**AUFGABE 1:** Fasse im Text über den Reformationsstein den Absatz, der mit „Mit Genehmigung des privaten Waldeigentümers“ beginnt, als kurze Stichpunktliste zusammen. Alle wesentlichen Fakten sollen erhalten bleiben.
**AUFGABE 2:** Schreib den Text über den Reformationsstein im Anschluss an seinen letzten Satz weiter.

**TEXTAUSZUG:**
Bautzen / Cunewalde. Ohne einen ortskundigen Führer ist der Reformationsstein am Czorneboh nur sehr schwer zu finden. Die Südseite des „Schwarzen Berges“ weist – im Gegensatz zur Nordseite – nur wenige ausgeschilderte Wege auf. Und der riesige Reformationsstein liegt auch noch abseits jeglicher Wege. Auch auf Karten ist er nicht zu finden. Mitten in der Waldeinsamkeit erinnert der in seiner Form unbearbeitete Granitblock an das 300-jährige Reformations-Jubiläum im Jahr 1817. George Weickert, ein Steinmetz aus Cunewalde, hatte seinerzeit die Inschrift „Zum an denken des Reformations Jubileoms 1817“ eingemeißelt. Im Lutherjahr 2017 bekam der Stein am Sonnabend nun Besuch von den Teilnehmern der Exkursion zum traditionellen „Tag des Stadtwaldes“.

Mit Genehmigung des privaten Waldeigentümers, auf dessen Territorium sich der Stein unmittelbar an der Grenze zum Bautzener Stadtwald befindet, konnten die Wanderer dieses selten beachtete Denkmal in Augenschein nehmen. Das Motto des „Tages des Stadtwaldes“ lautete diesmal „Steine und Wälder“. Andreas Bültemeier, der zusammen mit Thomas Sobczyk das Buch „Denkmale in den Oberlausitzer Wäldern“ herausgebracht hat, sagt: „Steine sind nicht nur Geologie oder Baumaterial. Sie sind manchmal Kulturgut und verdienen unsere Beachtung und unser Andenken.“ Wie er sagte, bekam er die Initialzündung, solch ein Buch zu schreiben, beim Tag des Stadtwaldes im Jahr 2011, unter anderem durch ein Gespräch mit dem früheren Förster Walter Schindler.

**DATENAUSZUG:**
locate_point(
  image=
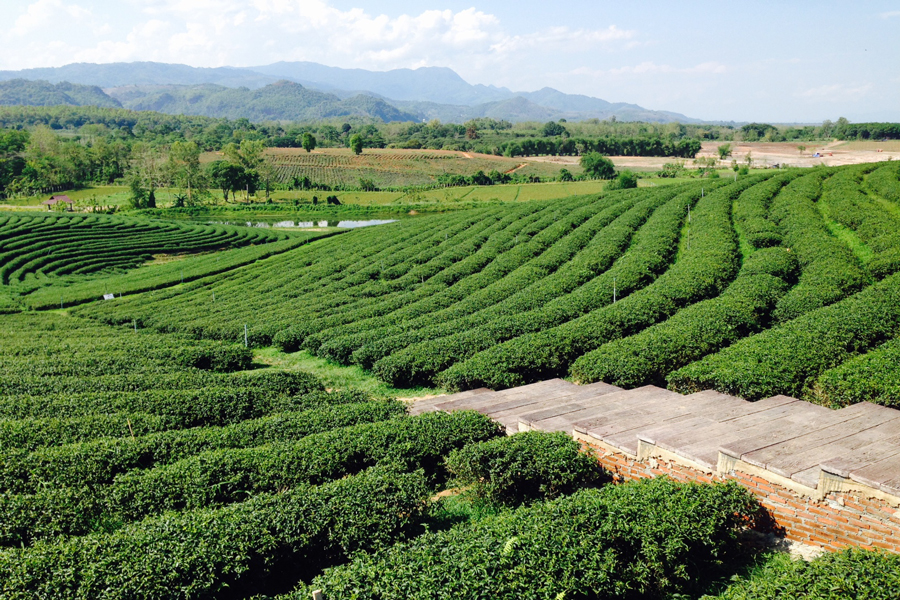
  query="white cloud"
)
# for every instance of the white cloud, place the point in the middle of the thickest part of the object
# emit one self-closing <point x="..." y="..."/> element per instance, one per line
<point x="554" y="38"/>
<point x="212" y="33"/>
<point x="40" y="13"/>
<point x="837" y="92"/>
<point x="652" y="68"/>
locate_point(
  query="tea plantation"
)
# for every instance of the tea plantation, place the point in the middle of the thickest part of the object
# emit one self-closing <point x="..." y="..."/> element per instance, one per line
<point x="766" y="284"/>
<point x="146" y="453"/>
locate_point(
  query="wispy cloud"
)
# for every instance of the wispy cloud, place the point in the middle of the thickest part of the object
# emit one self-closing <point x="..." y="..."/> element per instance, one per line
<point x="246" y="32"/>
<point x="652" y="68"/>
<point x="836" y="92"/>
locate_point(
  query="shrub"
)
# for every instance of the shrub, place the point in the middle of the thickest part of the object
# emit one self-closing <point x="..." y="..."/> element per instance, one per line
<point x="851" y="573"/>
<point x="625" y="180"/>
<point x="525" y="467"/>
<point x="231" y="552"/>
<point x="785" y="359"/>
<point x="647" y="539"/>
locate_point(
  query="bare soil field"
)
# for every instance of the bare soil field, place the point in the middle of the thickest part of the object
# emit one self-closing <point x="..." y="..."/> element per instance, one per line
<point x="763" y="154"/>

**ANTWORT 1:**
- Mit Erlaubnis des privaten Waldeigentümers besichtigten die Wanderer den selten beachteten Stein. Er liegt auf dessen Grund direkt an der Grenze zum Bautzener Stadtwald.
- Das Motto des „Tages des Stadtwaldes“ lautete diesmal „Steine und Wälder“.
- Andreas Bültemeier hat mit Thomas Sobczyk das Buch „Denkmale in den Oberlausitzer Wäldern“ herausgebracht. Für ihn sind Steine nicht nur Geologie oder Baumaterial, sondern manchmal Kulturgut, das Beachtung und Andenken verdient.
- Den Anstoß zu dem Buch bekam er beim Tag des Stadtwaldes 2011, unter anderem durch ein Gespräch mit dem früheren Förster Walter Schindler.

**ANTWORT 2:**
Stein gibt Rätsel auf

Das Cunewalder Revier sei unglaublich reich an solchen steinernen Zeugnissen. Trotzdem habe er in dem Buch, bei dessen Recherche den Autoren mehr als 100 Personen halfen, noch längst nicht alle offenen Fragen klären können. So zeigte Andreas Bültemeier den Exkursionsteilnehmern gleich unmittelbar am Czorneboh-Parkplatz einen Stein, der ihm nach wie vor Rätsel aufgibt. Er weist eine ovale ausgemeißelte Fläche auf, deren Zweck er aber nicht entschlüsseln konnte. Möglicherweise ein Hinweis auf eine Berufsgruppe, denn es gibt am Czorneboh auch einen „Schornsteinfegerstein“, auf dessen Vorderseite ebenfalls eine ovale Aussparung eingearbeitet ist. „Ich bin für jeden Hinweis dankbar“, sagte Andreas Bültemeier.

Der Bautzener Finanzbürgermeister Robert Böhmer würdigte am Jacob-Böhme-Stein das Wirken des Görlitzer Philosophen, der als Wegbereiter der klassischen deutschen Philosophie gilt. Allerdings korrigierte er den Text auf der Infotafel am Stein. Dort heißt es nämlich, der Schuhmacher sei 1575 im schlesischen Alt-Seidenberg geboren worden. Der Ort gehört allerdings zur Oberlausitz, nicht zu Schlesien. Ob der Stein 1817 oder erst 1917 aufgestellt wurde, konnte noch nicht ermittelt werden. Jedenfalls müssen es patriotisch gesinnte Oberlausitzer gewesen sein, die diesen Stein errichteten, mutmaßte der Bau-Bürgermeister.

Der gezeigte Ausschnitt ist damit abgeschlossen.